■ **Task instructions**: From the entries below, return exactly the lines beginning at the one that contains "Query: metal framework on roof" and ending at the one that contains "the tree on", both of them included, and only those lines.

■ **Data supplied**:
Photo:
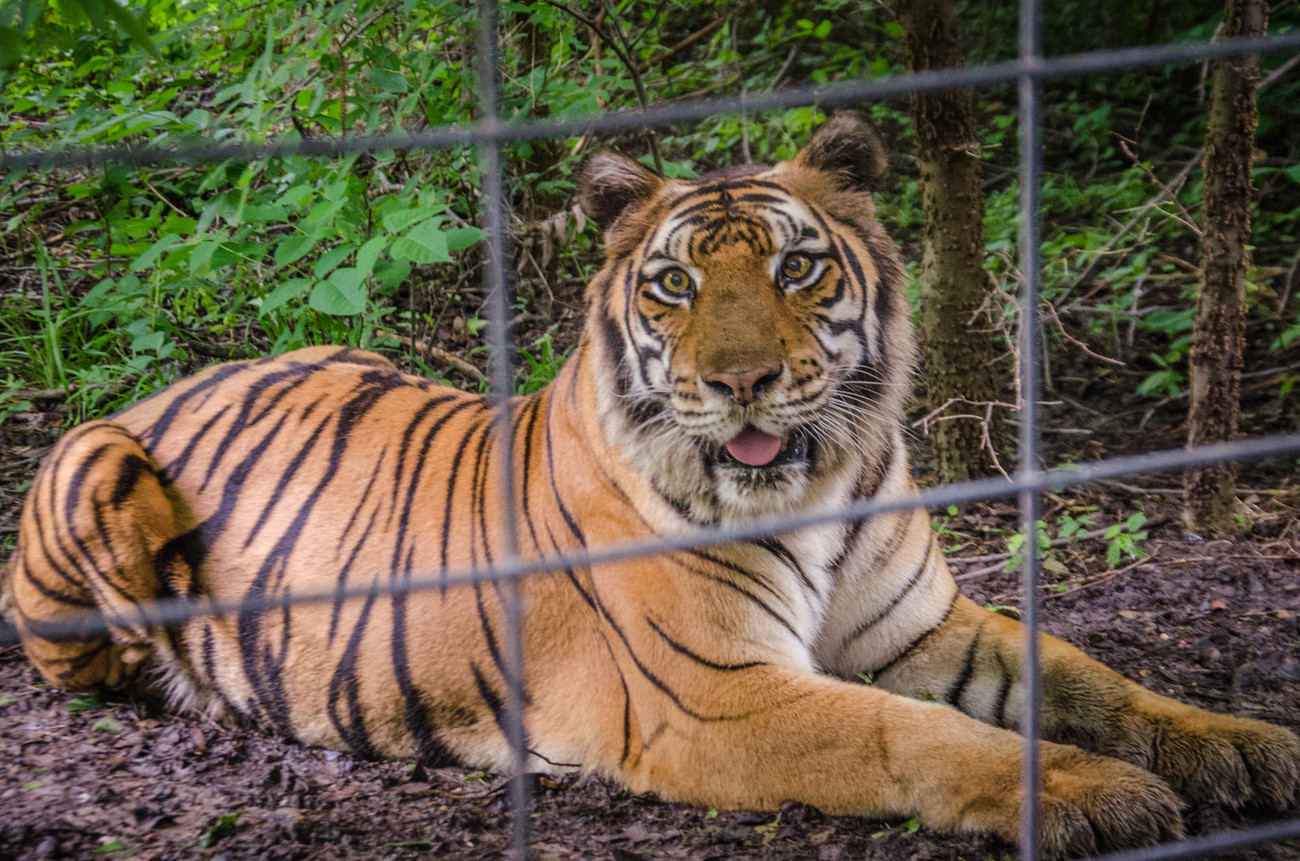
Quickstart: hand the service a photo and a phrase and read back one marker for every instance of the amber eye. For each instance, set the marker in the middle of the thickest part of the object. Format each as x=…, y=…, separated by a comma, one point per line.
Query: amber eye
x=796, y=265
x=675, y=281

...

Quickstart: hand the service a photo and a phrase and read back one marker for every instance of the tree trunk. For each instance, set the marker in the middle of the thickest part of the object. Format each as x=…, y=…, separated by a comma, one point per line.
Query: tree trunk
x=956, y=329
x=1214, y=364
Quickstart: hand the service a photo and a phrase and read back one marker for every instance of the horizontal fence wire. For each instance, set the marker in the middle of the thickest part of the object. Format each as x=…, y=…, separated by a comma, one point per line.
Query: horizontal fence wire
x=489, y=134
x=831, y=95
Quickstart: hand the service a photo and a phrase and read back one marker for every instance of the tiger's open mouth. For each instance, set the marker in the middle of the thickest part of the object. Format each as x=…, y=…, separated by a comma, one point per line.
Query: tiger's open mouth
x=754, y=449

---

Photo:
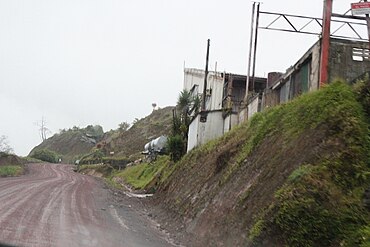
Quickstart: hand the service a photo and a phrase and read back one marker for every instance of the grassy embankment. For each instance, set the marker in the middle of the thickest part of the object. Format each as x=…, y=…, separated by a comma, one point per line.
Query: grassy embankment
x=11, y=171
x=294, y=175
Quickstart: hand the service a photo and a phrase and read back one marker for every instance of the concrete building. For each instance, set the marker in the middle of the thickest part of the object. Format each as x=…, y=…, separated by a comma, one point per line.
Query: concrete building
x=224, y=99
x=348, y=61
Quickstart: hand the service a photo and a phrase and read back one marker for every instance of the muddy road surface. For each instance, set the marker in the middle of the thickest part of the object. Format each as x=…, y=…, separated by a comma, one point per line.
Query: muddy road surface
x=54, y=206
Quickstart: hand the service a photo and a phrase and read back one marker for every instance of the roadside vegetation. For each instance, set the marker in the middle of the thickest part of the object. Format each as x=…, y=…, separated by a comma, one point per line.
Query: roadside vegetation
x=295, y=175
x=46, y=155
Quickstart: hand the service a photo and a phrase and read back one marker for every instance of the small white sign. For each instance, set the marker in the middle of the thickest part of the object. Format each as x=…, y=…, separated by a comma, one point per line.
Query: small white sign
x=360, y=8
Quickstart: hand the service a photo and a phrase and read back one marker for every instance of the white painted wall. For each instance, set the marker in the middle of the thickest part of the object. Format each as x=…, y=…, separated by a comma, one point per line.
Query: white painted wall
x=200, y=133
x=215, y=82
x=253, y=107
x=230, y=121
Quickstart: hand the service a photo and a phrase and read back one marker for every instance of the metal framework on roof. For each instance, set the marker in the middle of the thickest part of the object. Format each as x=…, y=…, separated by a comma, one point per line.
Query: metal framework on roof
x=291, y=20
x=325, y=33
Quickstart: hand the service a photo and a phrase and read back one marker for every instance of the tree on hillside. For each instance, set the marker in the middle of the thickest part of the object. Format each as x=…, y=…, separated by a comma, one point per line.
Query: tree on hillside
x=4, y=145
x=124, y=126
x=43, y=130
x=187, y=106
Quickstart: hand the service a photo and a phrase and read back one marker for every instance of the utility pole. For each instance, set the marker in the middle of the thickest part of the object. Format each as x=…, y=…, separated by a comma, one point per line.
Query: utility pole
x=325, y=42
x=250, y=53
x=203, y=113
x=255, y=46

■ **Answer for this exercise**:
Query: metal framework on roof
x=291, y=20
x=325, y=33
Quickstart: hand the service a photo and a phrase and read back one marker for every instance of the tree on hillside. For each instance, set the marker in the middle of the thickest part of the object. Format each as x=…, y=…, separated by a comma, one point per line.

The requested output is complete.